Given exercise. Render every record below as a two-column CSV with the header text,answer and one row per record. Put each field in double quotes and replace any line breaks inside a field with spaces.

(Dataset rows)
------------------------------------
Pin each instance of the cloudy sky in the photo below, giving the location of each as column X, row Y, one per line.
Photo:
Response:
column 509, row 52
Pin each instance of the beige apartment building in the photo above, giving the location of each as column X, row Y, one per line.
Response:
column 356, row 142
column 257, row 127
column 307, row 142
------------------------------------
Solution to the problem.
text,answer
"Pin each instance of the cloudy sky in the photo below, giving the location of each as column X, row Y, one per line. Photo: Response:","column 509, row 52"
"Pin each instance of the beige apartment building in the photo above, giving the location of each as column X, row Y, one per line. Response:","column 356, row 142 column 257, row 127 column 307, row 142"